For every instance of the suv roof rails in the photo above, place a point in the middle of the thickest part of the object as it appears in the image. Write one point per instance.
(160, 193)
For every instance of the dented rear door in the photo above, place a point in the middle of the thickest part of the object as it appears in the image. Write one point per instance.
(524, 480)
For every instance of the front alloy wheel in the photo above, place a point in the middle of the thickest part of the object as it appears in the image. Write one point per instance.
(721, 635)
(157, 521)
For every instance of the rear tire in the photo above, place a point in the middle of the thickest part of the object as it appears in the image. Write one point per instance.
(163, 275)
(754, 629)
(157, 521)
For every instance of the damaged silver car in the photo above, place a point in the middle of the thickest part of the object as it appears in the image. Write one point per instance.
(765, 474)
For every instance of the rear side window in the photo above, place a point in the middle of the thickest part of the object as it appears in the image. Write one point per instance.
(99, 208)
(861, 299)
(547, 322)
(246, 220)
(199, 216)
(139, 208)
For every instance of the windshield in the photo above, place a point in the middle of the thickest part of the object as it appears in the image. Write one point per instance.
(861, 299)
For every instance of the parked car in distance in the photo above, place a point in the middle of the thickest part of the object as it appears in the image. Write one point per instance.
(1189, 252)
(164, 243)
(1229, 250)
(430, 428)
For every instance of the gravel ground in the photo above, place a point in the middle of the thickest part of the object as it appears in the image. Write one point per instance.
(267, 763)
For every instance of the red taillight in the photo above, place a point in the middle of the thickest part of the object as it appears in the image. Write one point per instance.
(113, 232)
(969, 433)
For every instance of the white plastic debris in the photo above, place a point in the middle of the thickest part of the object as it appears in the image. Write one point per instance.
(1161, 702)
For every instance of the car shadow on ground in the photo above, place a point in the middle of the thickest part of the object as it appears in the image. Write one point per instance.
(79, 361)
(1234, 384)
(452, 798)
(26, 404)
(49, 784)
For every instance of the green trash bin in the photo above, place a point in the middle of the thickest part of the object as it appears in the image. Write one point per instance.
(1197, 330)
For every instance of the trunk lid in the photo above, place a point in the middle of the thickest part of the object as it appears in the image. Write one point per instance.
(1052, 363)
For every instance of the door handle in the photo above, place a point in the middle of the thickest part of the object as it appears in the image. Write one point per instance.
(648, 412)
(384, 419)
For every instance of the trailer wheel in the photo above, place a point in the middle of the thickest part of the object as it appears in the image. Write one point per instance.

• Instruction
Working from the material above, retype it in its entirety without change.

• Exercise answer
For every instance of the suv roof rails in the photo above, place a point in the middle of the thickest part of the object as it appears in the image. Write one point per instance.
(160, 193)
For every instance of the dented rear door in the photo above, place a point in the middle of the thickest part of the object as it appears in the image. Write one point per instance.
(524, 480)
For every instance of the front alloy wheel in the photo above, place a point in the middle of the thickest part of the object as it appears in the image. Write one point per instance.
(721, 635)
(157, 521)
For every instance of the rear tire in the photo above, place a point in the middle of the thickest part of the object as it appears in the image. Write one point per instance.
(163, 275)
(754, 629)
(157, 521)
For every instance of the damaged silver car in the photo above, place a point in the middle of the thickest part of the object as it appears in the image. Write one point per instance.
(765, 474)
For every instance of the rear side window in the photo above, place a point in the middle of the thickest part of the object as it appears in the image. Write one point per instance.
(99, 208)
(861, 299)
(547, 322)
(246, 220)
(199, 216)
(139, 208)
For every instance of the windshield in the photo above, place a point in the middle of the thickest part of the object as it appears in the image. Write one point per instance.
(861, 299)
For every instance of the parked car in distance in the photo above, place a point in the middle of the thickest part of the object as it appears in the image. Write one point per instance.
(1189, 252)
(164, 243)
(1229, 250)
(430, 428)
For every instance of the gravel ground in the photo above, place a point in the middle of the thickest part of the object as it appears in the image. Write one point per instance.
(267, 763)
For every instance of the red taillight in the photo above, place a point in the middle of the thickest part of the object as it appears in the image. Write one point per instance.
(113, 232)
(969, 433)
For every instance of the white plastic debris in the photo above, place a point in the middle of the thickest part of the object as it appears in the image. Write one point per instance.
(1161, 702)
For every instance of the car shadow on ground in the photo above, place a point in the middle of the thickest part of the object as it appears in the image. Write one point per instance.
(79, 361)
(1234, 384)
(452, 798)
(26, 404)
(49, 784)
For every instance of the green trash bin in the photo above, place a point in the middle of the thickest part of the object as it appears in the image. Write one point per instance.
(1197, 330)
For every instance of the trunk lid in the photo above, place a point in the middle of the thickest part of the object as it appears in the image. Write one point per instance.
(1052, 363)
For every instance of the door handle in the photo above, place a point in the middle of the thickest part of the object as it appears in the image. Write one point per instance.
(648, 412)
(384, 419)
For every instance of the trailer wheel in the photo above, place a point in the middle of the thickest part of the object as it appears in the image. Write one point per instance.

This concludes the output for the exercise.